- _Provided text_
--------
The 1985 French translation by Chouraqui, which uses souffle sacré or “sacred breath” for Holy Spirit, likewise uses souffle or “breath” in Acts 2:2 (source: Laurence Belling).

tongue / language

The Greek word that mean both (the organ) “tongue” and “language” (glossa) allows for a word play in Acts 2. While English still has some traces of “tongue” also being used as “language” (such as in “mother tongue“) it is generally considered archaic in that use, although a number of modern English Bible translations (New International Version, Christian Standard Bible, English Standard Version) maintain “tongue” as the word for “language” in Acts 2:4.

Other languages have a more natural match between the words for “tongue” and “language”:

mark

The Hebrew in Ezekiel 9:4 and Ezekiel 9:6 that is translated as “mark” or “sign” in Protestant English Bibles was translated in the Latin Vulgate translation as signa thau or “signs of Thau.” The Hebrew had used tav (תָּו) which means “mark” or “sign,” but was interpreted here as strictly referring to tav (taw) (ת), the last letter of the Hebrew alphabet.

This is a tradition that Catholic Bibles, for into the 1940s which the Vulgate was the source version, have maintained until the present day. While the 16th century English Dhouay-Rheims version translated this directly as mark Thau, later versions either translated this as “X” (New American Bible, including its Revised Edition), but were more commonly using cross (Knox, Jerusalem Bible, New Jerusalem Bible, New Catholic Bible, Christian Community Bible). In a footnote it usually says something like this: “Literally, ‘with a tau.’ This was the last letter of the Hebrew alphabet, and in the old script a cross was the symbol for it.”

Indeed, this is what tav looked like historically:

Source: Wikipedia

Protestant Bibles in English, with the exception of the recent Evangelical Heritage Version (2019), all use a form of “mark.”
--------
- _Records_
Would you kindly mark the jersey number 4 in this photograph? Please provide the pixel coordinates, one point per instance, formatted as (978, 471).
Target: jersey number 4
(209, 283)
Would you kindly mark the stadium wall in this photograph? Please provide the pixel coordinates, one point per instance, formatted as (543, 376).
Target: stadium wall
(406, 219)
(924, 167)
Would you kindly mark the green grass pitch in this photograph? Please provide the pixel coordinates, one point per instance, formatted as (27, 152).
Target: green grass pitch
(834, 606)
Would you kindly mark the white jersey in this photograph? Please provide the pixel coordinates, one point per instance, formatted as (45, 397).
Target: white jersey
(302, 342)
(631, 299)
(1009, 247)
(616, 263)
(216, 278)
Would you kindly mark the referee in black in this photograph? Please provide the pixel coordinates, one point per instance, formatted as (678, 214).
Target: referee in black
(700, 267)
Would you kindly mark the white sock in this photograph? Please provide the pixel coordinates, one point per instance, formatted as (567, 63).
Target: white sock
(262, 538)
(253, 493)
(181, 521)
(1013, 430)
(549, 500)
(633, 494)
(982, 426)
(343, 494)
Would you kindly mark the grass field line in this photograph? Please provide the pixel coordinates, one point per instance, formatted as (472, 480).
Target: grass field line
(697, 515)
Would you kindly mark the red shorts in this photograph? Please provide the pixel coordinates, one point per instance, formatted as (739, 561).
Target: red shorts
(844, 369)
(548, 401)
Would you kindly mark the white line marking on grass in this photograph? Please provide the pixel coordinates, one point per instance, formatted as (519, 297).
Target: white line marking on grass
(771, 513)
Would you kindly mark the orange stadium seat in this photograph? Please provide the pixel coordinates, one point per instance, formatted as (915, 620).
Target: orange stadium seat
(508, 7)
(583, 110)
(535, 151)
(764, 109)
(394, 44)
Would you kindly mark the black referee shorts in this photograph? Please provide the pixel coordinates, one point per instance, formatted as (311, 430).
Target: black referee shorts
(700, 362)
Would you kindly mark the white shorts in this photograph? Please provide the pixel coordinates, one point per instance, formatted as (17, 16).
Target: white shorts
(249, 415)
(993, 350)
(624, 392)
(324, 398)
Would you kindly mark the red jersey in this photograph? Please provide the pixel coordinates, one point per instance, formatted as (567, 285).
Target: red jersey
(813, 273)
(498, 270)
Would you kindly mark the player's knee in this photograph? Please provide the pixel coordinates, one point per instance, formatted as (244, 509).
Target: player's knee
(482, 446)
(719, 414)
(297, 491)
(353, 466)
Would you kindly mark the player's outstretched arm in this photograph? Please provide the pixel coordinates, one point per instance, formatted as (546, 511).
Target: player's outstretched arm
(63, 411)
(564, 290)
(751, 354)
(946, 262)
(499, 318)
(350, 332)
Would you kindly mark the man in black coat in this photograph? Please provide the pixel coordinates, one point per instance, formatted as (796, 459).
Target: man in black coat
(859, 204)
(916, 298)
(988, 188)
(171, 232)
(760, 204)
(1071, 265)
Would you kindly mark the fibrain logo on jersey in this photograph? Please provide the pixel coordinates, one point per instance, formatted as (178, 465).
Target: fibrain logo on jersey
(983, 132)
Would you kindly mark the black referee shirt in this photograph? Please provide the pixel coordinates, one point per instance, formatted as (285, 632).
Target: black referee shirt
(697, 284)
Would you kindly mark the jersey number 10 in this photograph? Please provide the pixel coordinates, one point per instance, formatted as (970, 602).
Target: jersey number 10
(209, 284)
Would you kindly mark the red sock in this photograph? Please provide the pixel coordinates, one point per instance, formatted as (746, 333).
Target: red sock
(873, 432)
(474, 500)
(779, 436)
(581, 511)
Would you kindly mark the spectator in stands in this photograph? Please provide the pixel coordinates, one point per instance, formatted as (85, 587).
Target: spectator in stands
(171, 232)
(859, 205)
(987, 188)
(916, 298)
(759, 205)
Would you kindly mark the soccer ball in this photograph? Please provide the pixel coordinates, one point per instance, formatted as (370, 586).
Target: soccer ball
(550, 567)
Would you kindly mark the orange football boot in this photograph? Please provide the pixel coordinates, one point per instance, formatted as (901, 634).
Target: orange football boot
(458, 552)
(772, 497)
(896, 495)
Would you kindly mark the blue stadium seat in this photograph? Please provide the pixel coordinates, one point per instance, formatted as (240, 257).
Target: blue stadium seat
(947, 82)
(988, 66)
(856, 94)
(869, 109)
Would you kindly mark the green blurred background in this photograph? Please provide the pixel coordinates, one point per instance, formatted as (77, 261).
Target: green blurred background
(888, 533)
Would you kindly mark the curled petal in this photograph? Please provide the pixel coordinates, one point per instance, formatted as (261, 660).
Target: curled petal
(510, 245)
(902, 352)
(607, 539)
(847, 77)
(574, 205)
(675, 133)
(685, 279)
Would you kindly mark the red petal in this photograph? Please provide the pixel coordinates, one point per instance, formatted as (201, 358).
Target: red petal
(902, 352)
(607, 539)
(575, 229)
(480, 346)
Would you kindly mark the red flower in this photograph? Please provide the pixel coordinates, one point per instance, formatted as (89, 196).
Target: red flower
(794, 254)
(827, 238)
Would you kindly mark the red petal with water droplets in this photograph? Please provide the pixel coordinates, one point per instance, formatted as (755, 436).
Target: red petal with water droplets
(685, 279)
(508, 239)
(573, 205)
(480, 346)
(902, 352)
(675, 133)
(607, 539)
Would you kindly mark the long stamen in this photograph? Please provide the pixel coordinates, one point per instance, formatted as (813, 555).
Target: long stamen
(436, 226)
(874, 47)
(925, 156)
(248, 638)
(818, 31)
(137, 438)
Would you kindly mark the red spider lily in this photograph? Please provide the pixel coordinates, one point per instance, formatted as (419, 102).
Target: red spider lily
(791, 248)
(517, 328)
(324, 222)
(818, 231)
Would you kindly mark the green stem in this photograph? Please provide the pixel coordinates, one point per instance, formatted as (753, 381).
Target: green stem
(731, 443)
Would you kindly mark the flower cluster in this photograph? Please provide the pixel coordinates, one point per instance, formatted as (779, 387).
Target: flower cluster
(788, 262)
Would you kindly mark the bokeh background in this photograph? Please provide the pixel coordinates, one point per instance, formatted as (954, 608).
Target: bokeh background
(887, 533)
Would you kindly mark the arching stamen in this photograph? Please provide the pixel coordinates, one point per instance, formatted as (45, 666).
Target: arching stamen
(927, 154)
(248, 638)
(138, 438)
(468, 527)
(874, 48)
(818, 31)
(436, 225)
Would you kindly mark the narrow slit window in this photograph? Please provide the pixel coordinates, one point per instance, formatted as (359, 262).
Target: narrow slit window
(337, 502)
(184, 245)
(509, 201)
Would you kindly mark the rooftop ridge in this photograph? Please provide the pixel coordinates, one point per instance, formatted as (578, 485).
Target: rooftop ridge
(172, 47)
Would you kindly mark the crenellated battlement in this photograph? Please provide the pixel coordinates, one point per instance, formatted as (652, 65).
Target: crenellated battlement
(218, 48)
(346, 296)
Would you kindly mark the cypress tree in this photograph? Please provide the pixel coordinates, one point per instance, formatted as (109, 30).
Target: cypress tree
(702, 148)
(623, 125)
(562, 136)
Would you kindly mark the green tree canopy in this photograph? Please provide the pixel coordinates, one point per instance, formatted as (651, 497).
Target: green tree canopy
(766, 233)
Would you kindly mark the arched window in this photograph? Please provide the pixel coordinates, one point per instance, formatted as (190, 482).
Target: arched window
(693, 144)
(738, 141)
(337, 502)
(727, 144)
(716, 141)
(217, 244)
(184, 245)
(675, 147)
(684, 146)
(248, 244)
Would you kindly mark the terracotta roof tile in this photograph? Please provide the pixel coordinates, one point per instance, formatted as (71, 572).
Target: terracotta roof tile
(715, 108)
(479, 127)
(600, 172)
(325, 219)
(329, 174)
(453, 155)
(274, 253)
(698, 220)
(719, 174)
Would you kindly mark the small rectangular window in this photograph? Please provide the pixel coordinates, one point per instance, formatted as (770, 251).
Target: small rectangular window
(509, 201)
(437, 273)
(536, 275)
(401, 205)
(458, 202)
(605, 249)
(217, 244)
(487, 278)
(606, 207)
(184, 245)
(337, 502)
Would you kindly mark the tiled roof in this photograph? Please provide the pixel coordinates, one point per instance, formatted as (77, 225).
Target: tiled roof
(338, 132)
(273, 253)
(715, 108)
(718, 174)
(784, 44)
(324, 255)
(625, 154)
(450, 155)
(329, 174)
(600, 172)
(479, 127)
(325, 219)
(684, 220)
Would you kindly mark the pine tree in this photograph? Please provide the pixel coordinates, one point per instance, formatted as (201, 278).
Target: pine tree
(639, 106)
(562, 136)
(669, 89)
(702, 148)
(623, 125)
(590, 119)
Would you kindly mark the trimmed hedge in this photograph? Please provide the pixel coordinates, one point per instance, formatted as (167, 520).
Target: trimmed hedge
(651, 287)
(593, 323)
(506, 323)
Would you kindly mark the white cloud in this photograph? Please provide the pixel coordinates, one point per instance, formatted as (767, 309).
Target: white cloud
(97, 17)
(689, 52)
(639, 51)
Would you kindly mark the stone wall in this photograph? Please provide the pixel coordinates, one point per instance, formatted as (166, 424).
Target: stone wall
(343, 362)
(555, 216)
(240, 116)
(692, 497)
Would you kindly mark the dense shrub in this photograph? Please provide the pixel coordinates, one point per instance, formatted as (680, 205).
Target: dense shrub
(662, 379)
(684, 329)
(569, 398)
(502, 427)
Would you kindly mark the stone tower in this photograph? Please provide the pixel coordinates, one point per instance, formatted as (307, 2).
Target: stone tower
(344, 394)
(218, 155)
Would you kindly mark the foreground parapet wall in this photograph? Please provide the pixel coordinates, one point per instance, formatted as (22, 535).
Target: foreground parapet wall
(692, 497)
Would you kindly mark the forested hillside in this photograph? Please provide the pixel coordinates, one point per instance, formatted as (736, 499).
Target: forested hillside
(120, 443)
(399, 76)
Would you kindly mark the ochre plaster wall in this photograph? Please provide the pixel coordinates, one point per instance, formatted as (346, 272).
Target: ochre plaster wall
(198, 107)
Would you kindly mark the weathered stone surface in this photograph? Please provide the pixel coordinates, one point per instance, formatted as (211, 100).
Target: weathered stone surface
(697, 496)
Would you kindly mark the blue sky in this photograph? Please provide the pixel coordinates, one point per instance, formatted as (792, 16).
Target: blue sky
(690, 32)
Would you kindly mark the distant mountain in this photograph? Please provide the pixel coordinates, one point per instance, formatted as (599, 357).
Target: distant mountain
--------
- _Exercise details_
In the Bible translation notes, how did the Latin Vulgate render the Hebrew word for "mark" in Ezekiel 9:4 and 9:6? Please answer from the Bible translation notes alone, not the listing.

- _Exercise result_
As signa thau, or "signs of Thau."